The built-in classifier maps well-known template keys (code.added, code.deleted, code.modified, code.renamed, code.moved, code.signature_changed, etc.) into RhetoricalCategory::{Removal, Addition, Modification, Other}. For domain-specific keys, pass a custom classifier via DocumentPlan::from_events_classified(events, engine, |key| …). Within each section, events sharing an entity stay clustered so co-reference still works.

Sessions, Discourse State, and Long-Lived Services

Engine is stateless after construction — all template registrations, grammar rules, and configuration are immutable. Every render() call takes a &mut Session that carries the discourse state (focus stack, word-frequency log, list-style cycle, round-robin counters) for one logical narrative.

Pick the lifecycle that matches your workload:

Single narrative / batch — create one Session, share it across the whole batch. The engine links outputs together through it.
Multi-tenant / long-lived service — create one Session per request. Drop it when the request ends, or call session.reset() to reuse the allocation. The Engine itself is Send + Sync and can safely be shared across threads (e.g. inside an Arc).
Isolated renders — create a fresh Session::new() for each call. State never leaks between calls.
Failed renders are safe — render() is transactional: if a render fails (missing slot in Strict mode, unknown pipe, etc.), the session state is rolled back to what it was before the call.

Per-request session:

// Engine is shared; sessions are per-request
let mut session = engine.new_session();   // or Session::new()

engine.render(&mut session, "code.renamed", &event1)?;
engine.render(&mut session, "code.modified", &event2)?;
// ...generates output linking these two events...

session.reset();  // start a new narrative in the same session

engine.render(&mut session, "code.added", &event3)?;
// ...starts fresh, no pronouns or connectives referencing prior events

Builder API

For complex programmatic sentences where templates get unwieldy:

use prosaic_core::{Sentence, Clause, Voice, entity, Tense};

let sentence = Sentence::new()
    .subject(entity("class", "Foo"))
    .verb("rename", Tense::Past)       // default: passive voice
    .object("Foobar")
    .clause(
        Clause::which("impacts")
            .amount(6)
            .noun("direct consumer")
            .list(&["Baz", "Qux", "Quux", "Corge", "Grault", "Garply"])
            .truncate(3),
    )
    .render(&engine)?;
// "The class Foo was renamed to Foobar which impacts 6 direct consumers..."

Set problem 1 – Pick out every row below that contains the string "driveway" and copy each one in full.

Items –
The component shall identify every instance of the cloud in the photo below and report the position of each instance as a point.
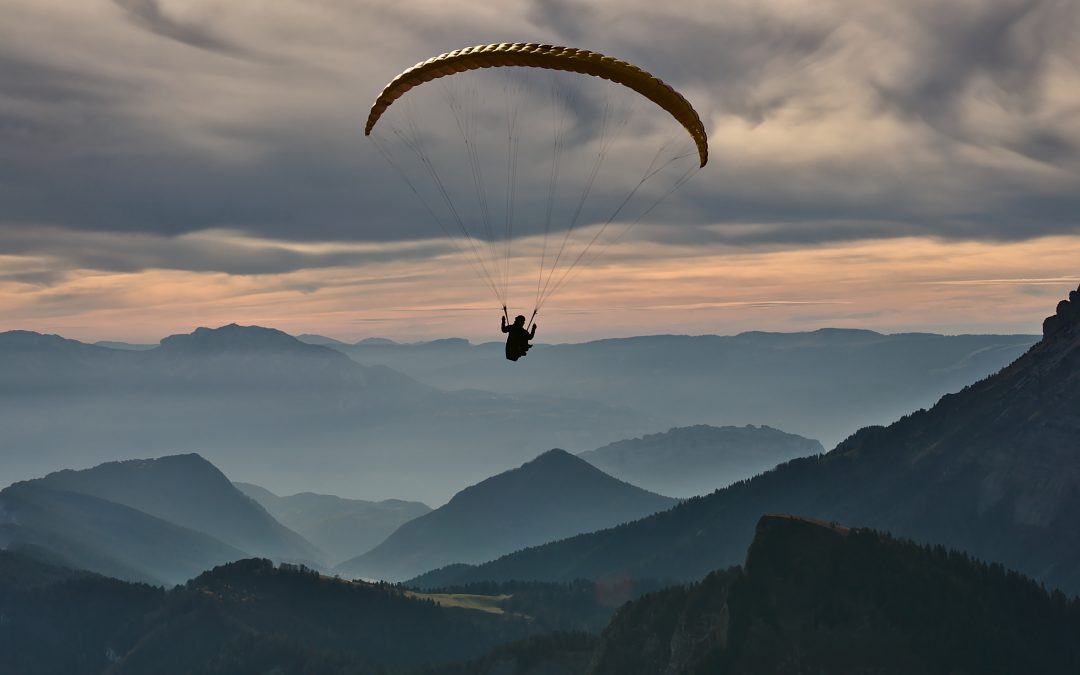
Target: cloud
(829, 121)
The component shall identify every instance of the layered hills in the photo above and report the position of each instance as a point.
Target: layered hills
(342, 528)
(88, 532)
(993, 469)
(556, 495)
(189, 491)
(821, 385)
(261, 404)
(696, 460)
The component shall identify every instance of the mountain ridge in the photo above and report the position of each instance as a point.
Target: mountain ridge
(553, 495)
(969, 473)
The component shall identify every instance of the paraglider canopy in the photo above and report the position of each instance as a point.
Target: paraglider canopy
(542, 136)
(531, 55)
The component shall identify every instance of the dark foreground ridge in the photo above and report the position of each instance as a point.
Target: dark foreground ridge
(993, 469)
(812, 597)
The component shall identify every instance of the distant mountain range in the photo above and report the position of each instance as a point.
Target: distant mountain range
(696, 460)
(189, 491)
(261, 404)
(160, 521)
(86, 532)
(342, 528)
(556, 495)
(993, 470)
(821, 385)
--
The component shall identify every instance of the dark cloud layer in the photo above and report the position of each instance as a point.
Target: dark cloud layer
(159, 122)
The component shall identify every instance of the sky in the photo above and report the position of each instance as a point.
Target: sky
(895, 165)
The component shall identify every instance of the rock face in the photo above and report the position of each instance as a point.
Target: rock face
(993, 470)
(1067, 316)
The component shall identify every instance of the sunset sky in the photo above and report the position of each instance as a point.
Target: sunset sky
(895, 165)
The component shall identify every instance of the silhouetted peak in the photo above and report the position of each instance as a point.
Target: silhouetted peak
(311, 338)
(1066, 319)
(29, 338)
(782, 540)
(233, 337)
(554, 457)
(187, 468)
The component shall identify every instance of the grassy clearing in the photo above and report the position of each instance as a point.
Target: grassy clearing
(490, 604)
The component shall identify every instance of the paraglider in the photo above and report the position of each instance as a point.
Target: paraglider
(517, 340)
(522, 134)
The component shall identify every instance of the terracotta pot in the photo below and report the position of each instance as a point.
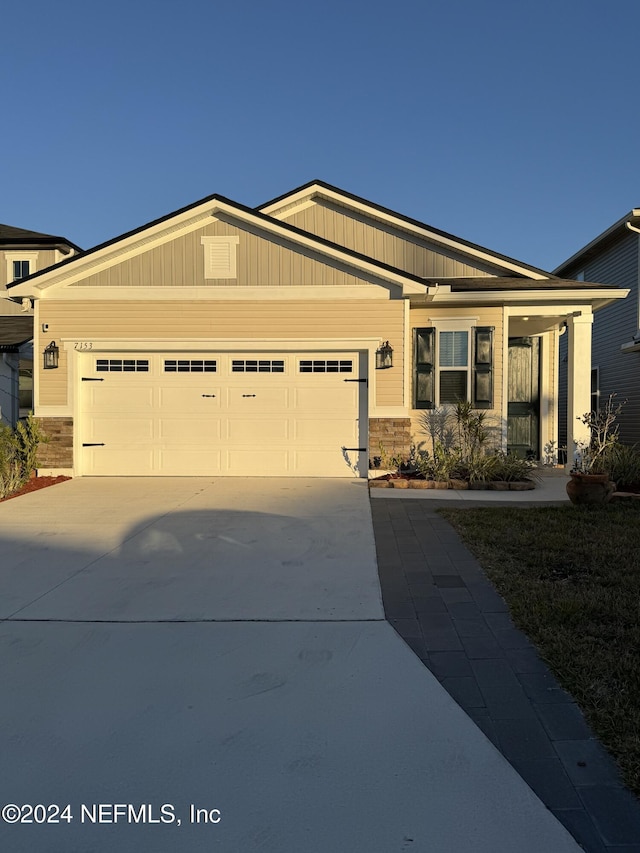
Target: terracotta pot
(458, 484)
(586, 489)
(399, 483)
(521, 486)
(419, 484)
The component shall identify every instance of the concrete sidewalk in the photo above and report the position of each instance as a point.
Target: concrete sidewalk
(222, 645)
==
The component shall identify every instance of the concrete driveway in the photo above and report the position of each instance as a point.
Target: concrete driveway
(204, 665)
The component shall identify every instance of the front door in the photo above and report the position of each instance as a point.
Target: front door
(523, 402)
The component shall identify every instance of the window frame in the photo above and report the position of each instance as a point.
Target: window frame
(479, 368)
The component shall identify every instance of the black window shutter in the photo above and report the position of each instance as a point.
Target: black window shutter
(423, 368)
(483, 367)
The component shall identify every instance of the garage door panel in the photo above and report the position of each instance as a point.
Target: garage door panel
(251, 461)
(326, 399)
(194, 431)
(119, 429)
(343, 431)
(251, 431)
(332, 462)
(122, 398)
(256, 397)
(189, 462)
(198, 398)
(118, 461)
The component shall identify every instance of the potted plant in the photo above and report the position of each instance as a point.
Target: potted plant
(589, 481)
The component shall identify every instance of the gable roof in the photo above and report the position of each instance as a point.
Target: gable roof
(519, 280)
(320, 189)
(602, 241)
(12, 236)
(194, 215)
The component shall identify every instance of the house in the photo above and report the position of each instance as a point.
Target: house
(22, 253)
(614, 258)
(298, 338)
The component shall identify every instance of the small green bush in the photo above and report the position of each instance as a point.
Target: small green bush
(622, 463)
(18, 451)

Set problem 2 – Extend the prosaic_core rendering documentation above past its last line.

Output 1 –
The component shall identify every instance of the concrete driveway in the photo above and report the position of each instance as a point.
Target: concrete driveway

Output 2 –
// Active voice
let active = Sentence::new()
    .subject(entity("team", "Backend"))
    .verb("deploy", Tense::Past)
    .voice(Voice::Active)
    .object("the service")
    .render(&engine)?;
// "The team Backend deployed the service"

// Custom preposition
let replaced = Sentence::new()
    .subject(entity("class", "OldParser"))
    .verb("replace", Tense::Past)
    .preposition("with")
    .object("NewParser")
    .render(&engine)?;
// "The class OldParser was replaced with NewParser"

Tense handles Past, Present, and Future for the simple case; for richer constructions (present perfect, progressive, conditional) use .form(VerbForm::…) — see Tense and Aspect above. Passive voice uses past participles for irregular verbs ("was renamed", "was broken", "was chosen").

Derive Macro

Convert structs to template contexts automatically:

use prosaic_derive::IntoContext;

#[derive(IntoContext)]
struct RenameEvent {
    entity_type: String,
    old_name: String,
    new_name: String,
    consumer_count: i64,
    consumers: Vec<String>,
}

let event = RenameEvent { /* ... */ };
let mut session = engine.new_session();
let sentence = engine.render(&mut session, "code.renamed", event)?;

Supported field types: String, &str (cloned into the context), integer types (i8…i64, u8…u64, usize, isize), Vec<String>, and Option<T> wrapping any of those (skipped when None). Unsupported field types produce a compile-time error — no silent drops — so template slots can't disappear from a struct without being noticed.

Compile-time template validation

The prosaic_template! macro parses a template at compile time and rejects unknown pipes and slot references that aren't declared. With the optional context: argument, it also asserts that each slot's pipe-inferred type is compatible with the matching field on a HasProsaicSchema type:

use prosaic_derive::{prosaic_template, IntoContext};

#[derive(IntoContext)]
struct RenameEvent {
    old_name: String,
    new_name: String,
    consumer_count: i64,
}

// Validates at compile time:
//   - every `{slot}` reference is in the declared `slots` list
//   - every pipe name is a known engine pipe
//   - with `context:`, each slot's pipe-inferred type matches its field on
//     RenameEvent (e.g. `{count|pluralize:item}` requires Number)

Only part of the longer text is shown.